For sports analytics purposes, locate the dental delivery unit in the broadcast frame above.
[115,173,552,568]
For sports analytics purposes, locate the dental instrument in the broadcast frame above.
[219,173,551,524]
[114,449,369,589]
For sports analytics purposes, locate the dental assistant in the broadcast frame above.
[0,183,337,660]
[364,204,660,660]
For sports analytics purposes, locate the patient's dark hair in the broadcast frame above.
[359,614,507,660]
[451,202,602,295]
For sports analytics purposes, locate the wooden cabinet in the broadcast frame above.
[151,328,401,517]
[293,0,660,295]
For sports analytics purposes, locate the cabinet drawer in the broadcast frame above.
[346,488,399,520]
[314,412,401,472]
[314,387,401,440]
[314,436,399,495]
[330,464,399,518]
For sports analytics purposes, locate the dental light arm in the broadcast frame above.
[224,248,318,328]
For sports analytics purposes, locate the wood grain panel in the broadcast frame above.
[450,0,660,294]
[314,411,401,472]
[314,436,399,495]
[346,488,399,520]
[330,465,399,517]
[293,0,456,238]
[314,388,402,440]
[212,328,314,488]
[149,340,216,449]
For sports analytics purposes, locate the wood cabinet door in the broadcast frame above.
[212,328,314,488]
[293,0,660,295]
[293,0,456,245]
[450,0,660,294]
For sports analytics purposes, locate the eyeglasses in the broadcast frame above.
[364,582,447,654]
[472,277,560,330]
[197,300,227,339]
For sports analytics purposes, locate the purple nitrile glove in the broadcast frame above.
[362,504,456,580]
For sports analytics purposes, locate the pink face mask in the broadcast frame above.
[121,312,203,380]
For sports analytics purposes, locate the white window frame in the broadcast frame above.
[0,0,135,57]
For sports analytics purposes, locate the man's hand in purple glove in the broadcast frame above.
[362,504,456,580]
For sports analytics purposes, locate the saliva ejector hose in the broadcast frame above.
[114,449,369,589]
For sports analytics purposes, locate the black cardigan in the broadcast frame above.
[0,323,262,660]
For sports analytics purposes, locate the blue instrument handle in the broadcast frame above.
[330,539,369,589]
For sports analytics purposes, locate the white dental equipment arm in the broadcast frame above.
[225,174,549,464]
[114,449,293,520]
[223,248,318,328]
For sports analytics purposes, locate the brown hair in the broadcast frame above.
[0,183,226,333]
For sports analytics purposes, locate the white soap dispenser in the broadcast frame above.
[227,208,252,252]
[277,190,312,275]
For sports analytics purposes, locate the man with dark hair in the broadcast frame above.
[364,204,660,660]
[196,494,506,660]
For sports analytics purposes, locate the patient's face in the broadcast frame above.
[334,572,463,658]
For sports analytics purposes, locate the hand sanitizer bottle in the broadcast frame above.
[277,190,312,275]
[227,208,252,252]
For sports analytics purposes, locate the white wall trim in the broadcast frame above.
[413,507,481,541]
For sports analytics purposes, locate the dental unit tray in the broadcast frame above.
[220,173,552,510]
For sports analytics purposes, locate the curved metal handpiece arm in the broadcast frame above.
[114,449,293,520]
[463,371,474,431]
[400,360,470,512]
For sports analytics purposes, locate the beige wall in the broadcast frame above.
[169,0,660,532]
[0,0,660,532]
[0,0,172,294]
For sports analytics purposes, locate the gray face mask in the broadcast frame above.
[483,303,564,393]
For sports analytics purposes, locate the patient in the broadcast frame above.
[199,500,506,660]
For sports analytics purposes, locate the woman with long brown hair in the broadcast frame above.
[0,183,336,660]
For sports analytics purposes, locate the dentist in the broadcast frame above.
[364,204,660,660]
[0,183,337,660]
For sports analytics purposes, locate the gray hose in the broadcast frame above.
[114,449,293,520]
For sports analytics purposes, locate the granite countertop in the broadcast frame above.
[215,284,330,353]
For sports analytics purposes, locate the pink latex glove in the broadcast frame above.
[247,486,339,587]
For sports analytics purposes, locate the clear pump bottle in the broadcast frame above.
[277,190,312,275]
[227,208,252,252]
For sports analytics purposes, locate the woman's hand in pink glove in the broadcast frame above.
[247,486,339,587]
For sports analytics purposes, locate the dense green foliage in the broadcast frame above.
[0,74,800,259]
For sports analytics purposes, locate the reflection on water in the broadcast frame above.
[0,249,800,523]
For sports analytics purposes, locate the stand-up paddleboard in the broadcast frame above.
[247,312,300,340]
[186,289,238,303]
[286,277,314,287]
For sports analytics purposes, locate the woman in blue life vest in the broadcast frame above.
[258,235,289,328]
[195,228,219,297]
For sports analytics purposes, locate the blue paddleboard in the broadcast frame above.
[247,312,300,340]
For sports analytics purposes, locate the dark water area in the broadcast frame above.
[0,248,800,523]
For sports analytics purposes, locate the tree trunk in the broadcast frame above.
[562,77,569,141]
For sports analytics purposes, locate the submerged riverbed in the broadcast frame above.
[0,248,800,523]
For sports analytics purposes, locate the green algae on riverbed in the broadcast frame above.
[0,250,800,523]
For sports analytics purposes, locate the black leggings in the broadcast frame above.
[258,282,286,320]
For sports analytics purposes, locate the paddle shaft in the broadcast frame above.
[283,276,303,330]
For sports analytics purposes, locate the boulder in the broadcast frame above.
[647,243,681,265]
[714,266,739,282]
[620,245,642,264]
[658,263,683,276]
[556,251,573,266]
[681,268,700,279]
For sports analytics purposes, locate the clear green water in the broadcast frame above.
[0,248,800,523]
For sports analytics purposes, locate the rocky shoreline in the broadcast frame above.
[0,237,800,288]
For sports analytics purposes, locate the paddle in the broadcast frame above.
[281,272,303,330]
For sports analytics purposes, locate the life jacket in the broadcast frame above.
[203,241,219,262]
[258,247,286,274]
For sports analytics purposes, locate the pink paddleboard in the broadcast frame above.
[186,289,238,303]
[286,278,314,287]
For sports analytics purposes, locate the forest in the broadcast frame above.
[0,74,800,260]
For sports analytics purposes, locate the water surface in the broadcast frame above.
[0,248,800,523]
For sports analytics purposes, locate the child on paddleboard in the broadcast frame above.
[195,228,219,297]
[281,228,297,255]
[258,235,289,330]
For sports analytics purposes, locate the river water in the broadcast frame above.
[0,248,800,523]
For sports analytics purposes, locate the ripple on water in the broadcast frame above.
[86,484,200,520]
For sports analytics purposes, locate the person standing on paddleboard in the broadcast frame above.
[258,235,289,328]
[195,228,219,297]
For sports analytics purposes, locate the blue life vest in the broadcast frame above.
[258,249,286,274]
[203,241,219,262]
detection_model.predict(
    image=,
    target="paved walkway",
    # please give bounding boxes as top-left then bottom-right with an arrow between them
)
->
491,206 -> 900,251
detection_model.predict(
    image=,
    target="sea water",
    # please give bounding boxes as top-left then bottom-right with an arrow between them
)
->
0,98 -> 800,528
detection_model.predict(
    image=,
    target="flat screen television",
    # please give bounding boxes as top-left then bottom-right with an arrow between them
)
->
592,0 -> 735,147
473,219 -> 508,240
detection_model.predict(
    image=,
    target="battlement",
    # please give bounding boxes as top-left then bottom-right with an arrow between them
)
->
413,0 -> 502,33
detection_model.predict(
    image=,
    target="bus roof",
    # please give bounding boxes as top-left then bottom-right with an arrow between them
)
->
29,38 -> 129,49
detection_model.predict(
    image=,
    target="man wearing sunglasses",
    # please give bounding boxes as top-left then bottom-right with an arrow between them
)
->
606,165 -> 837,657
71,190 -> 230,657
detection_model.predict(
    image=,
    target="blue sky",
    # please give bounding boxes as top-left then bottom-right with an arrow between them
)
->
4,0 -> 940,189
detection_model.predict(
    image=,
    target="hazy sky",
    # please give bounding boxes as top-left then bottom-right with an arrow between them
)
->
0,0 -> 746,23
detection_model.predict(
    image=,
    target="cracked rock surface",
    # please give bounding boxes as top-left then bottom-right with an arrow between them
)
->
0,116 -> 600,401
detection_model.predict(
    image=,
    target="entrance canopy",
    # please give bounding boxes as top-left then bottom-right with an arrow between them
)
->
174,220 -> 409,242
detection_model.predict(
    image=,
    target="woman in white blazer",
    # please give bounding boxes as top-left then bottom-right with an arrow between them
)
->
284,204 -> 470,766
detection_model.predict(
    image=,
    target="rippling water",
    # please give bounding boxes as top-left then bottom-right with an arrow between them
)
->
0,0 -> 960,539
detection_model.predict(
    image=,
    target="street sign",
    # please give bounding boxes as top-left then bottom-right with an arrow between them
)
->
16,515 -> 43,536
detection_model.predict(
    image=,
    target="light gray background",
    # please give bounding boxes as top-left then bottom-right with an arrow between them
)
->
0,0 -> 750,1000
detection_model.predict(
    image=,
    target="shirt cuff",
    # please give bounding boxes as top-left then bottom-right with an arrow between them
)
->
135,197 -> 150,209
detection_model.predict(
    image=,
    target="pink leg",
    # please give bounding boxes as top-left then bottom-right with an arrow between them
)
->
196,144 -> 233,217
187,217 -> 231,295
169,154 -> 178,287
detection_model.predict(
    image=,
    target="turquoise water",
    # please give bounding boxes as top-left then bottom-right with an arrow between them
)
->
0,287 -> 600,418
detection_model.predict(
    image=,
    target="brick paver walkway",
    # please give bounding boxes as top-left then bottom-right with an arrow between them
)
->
......
=== Your objective ===
Shift the coordinates in the answers by adding -138 to every number. Then rewrite the lines, requests included, starting at the line that contains "For sports analytics purposes, locate the paddle in" and ending at the line that contains "473,219 -> 508,240".

=== Final result ===
For sports analytics purposes, locate the paddle in the broadcast frame above.
[143,134,165,192]
For sports analytics purposes, locate the life jacket in the broadcast frame above.
[65,103,81,124]
[120,109,148,136]
For sports analytics purposes, locate the pink paddleboard in the broadcast frame above.
[48,151,100,165]
[148,140,176,149]
For sports analytics purposes, locate the forest in the broadcast frame above.
[-138,-64,662,122]
For sports analytics purposes, locate the water surface in the broadcast frame above.
[-138,110,662,385]
For sports analytics purposes, locate the child on paddleboard in the broadcast frame above.
[57,90,81,159]
[143,90,159,117]
[120,97,151,192]
For sports analytics purposes, locate the river water in the broadcast frame above.
[-138,110,662,385]
For sports analytics purposes, locate the ripple on water in the broadcast frame above.
[-52,346,62,382]
For sports analytics purposes, locate the person standing on paddleboard in the broadcast frame above.
[120,97,151,190]
[57,90,81,159]
For sports analytics purposes, locate the blue life vest in the broadcast frame above.
[120,111,148,136]
[65,103,81,124]
detection_model.predict(
    image=,
    target="paved walkway",
    # please give bounding boxes as top-left then bottom-right with an arrow between them
)
->
353,68 -> 762,113
detection_model.predict(
    image=,
    target="sea water",
    # please give bounding boxes as top-left then bottom-right with an arrow between them
)
->
-138,-40 -> 662,390
detection_model.predict(
    image=,
    target="flat screen television",
    # please give bounding boxes as top-left then bottom-right with an arrow between them
)
->
454,-138 -> 597,9
335,81 -> 370,102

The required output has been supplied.